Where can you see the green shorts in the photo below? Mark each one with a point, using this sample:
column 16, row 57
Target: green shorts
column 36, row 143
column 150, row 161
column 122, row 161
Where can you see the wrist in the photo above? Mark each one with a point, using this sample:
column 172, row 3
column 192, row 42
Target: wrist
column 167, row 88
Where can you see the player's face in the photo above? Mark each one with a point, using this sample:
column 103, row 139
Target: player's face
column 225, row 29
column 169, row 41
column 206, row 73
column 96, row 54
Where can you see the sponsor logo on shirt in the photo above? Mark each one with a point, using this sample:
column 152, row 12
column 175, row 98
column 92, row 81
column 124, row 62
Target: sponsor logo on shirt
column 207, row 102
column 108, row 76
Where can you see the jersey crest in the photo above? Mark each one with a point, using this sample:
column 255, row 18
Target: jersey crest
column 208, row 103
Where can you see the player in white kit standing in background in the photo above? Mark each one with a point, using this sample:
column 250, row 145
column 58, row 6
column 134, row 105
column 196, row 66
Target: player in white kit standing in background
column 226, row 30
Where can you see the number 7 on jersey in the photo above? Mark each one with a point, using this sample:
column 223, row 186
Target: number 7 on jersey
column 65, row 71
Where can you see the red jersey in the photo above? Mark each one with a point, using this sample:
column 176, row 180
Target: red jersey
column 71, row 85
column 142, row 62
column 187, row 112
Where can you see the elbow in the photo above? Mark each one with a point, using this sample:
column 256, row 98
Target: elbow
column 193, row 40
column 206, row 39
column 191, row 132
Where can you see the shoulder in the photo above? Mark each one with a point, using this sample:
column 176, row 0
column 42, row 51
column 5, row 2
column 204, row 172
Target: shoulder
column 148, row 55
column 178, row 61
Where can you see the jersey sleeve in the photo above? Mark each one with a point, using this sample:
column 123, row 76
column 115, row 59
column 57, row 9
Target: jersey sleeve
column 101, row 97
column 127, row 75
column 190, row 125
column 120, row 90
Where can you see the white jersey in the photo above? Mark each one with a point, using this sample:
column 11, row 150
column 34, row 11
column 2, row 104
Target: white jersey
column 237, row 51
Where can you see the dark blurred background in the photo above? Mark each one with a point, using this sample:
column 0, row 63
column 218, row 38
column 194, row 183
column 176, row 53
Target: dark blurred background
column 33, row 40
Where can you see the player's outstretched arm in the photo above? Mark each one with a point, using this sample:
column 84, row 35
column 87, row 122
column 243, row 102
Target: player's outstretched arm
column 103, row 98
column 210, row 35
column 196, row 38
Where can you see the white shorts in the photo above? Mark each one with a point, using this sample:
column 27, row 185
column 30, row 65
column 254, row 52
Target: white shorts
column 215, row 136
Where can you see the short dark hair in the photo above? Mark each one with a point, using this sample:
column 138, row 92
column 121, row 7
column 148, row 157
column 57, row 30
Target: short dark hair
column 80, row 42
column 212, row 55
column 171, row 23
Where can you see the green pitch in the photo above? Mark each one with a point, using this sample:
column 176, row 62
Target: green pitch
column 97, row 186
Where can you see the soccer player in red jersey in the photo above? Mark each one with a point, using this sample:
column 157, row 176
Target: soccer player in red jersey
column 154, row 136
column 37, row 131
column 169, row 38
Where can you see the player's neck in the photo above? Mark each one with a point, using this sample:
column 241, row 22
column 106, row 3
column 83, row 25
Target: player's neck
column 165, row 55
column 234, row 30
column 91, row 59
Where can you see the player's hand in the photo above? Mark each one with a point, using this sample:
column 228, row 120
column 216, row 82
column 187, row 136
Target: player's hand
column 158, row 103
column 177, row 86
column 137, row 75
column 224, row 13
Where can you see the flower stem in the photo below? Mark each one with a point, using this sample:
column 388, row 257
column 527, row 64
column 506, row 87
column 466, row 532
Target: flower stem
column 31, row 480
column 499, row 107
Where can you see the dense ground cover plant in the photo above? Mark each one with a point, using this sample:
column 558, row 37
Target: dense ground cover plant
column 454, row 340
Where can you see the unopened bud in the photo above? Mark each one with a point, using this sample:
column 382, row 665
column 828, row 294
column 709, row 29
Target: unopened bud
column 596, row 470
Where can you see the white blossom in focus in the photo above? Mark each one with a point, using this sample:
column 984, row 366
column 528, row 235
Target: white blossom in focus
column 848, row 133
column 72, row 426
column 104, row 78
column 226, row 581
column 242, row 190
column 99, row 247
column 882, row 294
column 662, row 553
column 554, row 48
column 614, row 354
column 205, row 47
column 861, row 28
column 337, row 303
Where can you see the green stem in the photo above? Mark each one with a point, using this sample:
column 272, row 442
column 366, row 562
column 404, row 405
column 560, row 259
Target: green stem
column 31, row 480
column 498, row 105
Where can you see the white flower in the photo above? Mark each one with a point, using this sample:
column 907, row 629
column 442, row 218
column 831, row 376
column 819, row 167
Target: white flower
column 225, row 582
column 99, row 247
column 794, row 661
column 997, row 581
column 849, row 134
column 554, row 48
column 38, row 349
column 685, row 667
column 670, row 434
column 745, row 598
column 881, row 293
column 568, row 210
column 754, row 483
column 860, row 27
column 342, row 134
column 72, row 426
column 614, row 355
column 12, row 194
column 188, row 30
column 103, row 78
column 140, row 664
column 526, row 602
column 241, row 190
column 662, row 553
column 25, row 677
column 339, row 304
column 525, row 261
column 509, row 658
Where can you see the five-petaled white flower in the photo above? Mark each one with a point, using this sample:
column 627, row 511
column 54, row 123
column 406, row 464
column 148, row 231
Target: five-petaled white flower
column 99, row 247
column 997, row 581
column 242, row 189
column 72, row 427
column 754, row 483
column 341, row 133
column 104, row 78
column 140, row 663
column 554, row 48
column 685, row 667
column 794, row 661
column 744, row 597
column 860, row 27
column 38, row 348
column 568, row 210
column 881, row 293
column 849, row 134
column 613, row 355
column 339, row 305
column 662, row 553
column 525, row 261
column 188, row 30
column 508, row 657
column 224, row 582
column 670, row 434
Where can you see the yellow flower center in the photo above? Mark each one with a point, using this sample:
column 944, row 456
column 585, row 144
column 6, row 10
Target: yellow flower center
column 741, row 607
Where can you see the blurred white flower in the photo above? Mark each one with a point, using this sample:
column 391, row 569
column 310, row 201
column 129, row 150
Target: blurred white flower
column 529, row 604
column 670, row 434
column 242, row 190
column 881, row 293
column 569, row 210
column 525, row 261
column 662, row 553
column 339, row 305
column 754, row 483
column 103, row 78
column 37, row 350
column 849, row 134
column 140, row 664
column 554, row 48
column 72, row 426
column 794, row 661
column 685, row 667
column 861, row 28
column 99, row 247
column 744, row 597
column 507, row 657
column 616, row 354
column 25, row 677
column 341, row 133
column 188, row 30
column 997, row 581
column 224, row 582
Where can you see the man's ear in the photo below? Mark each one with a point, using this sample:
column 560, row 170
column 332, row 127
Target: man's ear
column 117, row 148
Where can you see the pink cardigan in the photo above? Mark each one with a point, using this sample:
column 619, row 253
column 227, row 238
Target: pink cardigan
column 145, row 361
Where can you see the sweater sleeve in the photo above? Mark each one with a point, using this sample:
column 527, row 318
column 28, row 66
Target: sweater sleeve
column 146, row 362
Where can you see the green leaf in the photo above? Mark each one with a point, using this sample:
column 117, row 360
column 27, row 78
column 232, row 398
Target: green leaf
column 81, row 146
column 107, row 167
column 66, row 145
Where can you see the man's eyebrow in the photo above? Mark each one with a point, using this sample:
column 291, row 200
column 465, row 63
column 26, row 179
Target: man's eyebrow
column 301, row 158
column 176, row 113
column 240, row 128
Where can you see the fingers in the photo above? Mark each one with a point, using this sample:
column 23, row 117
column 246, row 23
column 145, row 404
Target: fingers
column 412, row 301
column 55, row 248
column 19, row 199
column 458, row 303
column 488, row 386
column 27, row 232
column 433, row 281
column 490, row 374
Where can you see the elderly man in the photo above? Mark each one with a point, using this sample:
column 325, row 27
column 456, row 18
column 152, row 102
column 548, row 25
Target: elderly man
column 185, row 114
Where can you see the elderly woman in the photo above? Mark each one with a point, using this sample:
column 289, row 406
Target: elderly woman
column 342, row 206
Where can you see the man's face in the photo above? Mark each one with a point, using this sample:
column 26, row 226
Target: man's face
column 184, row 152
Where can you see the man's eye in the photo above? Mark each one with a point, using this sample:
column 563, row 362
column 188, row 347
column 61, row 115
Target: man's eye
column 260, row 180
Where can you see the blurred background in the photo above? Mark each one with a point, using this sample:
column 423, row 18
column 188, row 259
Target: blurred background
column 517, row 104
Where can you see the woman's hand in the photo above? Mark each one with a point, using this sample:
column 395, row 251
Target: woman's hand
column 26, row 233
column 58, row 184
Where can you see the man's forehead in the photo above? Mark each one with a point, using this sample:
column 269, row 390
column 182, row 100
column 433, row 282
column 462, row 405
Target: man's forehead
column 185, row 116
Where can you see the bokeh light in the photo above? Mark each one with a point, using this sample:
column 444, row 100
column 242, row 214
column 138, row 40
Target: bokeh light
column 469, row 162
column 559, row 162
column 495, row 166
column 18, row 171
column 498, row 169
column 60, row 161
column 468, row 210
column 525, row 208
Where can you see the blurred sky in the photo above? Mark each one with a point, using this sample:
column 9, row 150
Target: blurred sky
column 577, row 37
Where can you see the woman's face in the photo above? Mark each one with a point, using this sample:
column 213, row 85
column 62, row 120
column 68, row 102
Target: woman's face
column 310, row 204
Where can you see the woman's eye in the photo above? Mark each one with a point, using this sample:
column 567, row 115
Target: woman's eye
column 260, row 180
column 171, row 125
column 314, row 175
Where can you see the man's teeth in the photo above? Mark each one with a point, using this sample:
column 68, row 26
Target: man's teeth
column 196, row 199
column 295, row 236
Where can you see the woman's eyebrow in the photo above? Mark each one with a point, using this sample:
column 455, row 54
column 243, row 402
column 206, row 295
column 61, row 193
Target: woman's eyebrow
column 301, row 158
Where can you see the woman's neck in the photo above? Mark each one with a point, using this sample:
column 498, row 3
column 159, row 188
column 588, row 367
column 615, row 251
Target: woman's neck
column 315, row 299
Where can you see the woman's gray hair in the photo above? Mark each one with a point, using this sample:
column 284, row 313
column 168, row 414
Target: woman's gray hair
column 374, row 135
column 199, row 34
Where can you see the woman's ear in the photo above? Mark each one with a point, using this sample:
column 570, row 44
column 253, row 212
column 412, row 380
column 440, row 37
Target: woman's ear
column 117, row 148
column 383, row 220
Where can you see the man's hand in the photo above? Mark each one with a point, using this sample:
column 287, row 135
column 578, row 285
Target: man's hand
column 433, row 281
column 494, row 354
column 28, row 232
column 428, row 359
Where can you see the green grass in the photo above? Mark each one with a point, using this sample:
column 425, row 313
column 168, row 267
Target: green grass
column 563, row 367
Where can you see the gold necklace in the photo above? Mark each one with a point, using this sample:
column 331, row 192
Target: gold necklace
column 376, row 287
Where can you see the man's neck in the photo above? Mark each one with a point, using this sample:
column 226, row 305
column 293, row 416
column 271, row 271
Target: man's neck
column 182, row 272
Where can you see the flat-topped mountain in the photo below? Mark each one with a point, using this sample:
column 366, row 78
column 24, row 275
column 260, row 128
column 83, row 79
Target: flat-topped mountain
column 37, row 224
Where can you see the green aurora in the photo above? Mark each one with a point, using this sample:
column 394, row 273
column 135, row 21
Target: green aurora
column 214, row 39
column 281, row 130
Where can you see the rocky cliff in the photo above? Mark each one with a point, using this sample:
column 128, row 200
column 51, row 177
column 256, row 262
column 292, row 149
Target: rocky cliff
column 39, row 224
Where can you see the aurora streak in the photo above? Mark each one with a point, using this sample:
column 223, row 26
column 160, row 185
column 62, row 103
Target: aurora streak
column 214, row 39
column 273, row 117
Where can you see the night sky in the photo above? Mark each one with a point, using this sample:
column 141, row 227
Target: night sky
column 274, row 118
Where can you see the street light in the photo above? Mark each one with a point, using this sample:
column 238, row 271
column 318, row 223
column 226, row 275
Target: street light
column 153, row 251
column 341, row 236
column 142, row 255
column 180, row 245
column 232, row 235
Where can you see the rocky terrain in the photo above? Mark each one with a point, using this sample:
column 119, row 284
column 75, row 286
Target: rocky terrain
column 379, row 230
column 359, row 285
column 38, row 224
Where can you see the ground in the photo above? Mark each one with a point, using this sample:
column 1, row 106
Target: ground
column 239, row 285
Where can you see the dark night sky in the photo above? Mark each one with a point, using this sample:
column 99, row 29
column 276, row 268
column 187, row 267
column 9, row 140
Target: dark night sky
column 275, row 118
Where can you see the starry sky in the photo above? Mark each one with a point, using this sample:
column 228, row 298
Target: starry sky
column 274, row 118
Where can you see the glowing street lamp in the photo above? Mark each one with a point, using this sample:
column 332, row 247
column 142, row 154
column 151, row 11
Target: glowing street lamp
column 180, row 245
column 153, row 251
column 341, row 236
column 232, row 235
----------------
Assignment – From the records above, quote only the lines running from the line with "Target: player's hand" to the line with "column 558, row 37", both lines included.

Answer –
Target: player's hand
column 158, row 103
column 177, row 86
column 137, row 75
column 224, row 13
Where can you see the flower stem in the photo below? Mark each one with a point, using this sample:
column 388, row 257
column 527, row 64
column 506, row 87
column 466, row 532
Target: flower stem
column 31, row 480
column 499, row 107
Where can you see the dense ground cover plant in the photo above? Mark each one with a point, using this sample:
column 558, row 37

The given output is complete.